#### RAW RECORDS:

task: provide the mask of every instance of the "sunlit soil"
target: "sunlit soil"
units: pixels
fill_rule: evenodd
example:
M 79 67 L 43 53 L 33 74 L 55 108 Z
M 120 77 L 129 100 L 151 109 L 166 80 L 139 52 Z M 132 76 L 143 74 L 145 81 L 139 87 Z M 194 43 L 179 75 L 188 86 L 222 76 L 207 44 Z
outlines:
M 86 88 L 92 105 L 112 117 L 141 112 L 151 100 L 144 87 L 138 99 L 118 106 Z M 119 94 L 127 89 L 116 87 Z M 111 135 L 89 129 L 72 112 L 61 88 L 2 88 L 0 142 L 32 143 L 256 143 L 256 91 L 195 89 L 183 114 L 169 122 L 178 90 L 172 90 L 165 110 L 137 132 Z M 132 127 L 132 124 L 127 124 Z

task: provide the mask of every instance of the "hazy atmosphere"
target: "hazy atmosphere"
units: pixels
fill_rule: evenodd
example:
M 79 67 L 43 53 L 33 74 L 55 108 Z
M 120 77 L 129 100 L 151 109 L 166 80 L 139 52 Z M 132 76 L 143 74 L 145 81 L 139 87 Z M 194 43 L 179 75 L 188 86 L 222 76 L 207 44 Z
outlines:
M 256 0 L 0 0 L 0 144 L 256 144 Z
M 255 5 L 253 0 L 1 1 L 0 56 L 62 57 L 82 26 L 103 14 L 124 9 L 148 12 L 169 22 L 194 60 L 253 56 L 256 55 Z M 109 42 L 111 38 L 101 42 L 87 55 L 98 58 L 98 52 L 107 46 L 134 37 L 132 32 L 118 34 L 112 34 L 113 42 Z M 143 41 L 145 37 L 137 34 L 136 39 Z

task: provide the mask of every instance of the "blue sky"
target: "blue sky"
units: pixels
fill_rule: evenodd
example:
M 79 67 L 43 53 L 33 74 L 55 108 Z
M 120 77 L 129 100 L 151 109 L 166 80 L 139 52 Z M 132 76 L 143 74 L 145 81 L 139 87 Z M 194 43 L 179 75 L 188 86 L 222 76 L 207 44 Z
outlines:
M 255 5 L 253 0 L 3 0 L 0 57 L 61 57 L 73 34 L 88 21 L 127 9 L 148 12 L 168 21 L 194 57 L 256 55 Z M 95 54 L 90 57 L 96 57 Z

#### PROBLEM REQUIREMENTS:
Output each record exactly, leaving nothing out.

#### TASK RESPONSE:
task: provide the mask of every instance of the "sunlit soil"
target: "sunlit soil"
units: pixels
fill_rule: evenodd
example:
M 79 67 L 43 53 L 33 74 L 55 108 Z
M 120 77 L 129 100 L 151 109 L 166 80 L 139 52 Z M 132 76 L 143 74 L 145 81 L 139 87 Z M 194 43 L 179 75 L 188 86 L 222 76 L 207 44 Z
outlines:
M 86 88 L 92 105 L 112 117 L 141 112 L 151 100 L 144 87 L 138 99 L 118 106 Z M 119 94 L 127 89 L 116 87 Z M 111 135 L 89 129 L 72 112 L 61 88 L 2 88 L 0 142 L 32 143 L 256 143 L 256 91 L 195 89 L 183 114 L 169 122 L 178 90 L 172 90 L 165 110 L 137 132 Z M 132 127 L 132 124 L 127 124 Z

task: provide the mask of every instance of the "hazy atmosphere"
target: "hazy atmosphere"
units: pixels
fill_rule: evenodd
example:
M 79 67 L 43 53 L 33 74 L 55 108 Z
M 120 77 L 129 100 L 151 109 L 166 80 L 139 52 Z M 132 76 L 143 74 L 145 81 L 139 87 Z M 194 43 L 179 75 L 188 86 L 222 76 L 207 44 Z
outlines:
M 256 0 L 0 0 L 0 144 L 256 144 Z
M 255 5 L 253 0 L 1 1 L 0 56 L 62 57 L 82 26 L 103 14 L 124 9 L 148 12 L 169 22 L 194 60 L 253 56 L 256 55 Z M 109 42 L 111 38 L 101 42 L 87 55 L 98 58 L 98 52 L 107 46 L 134 37 L 132 32 L 118 34 L 112 34 L 113 42 Z M 143 41 L 145 37 L 137 34 L 136 39 Z

task: provide the mask of every instance of the "blue sky"
target: "blue sky"
units: pixels
fill_rule: evenodd
example:
M 79 67 L 43 53 L 33 74 L 55 108 Z
M 120 77 L 129 100 L 151 109 L 166 80 L 139 52 Z M 132 76 L 143 74 L 145 81 L 139 87 Z M 194 43 L 179 75 L 188 86 L 222 76 L 207 44 Z
outlines:
M 255 5 L 253 0 L 3 0 L 0 57 L 61 57 L 73 34 L 88 21 L 127 9 L 148 12 L 168 21 L 194 57 L 256 55 Z M 95 54 L 90 57 L 96 57 Z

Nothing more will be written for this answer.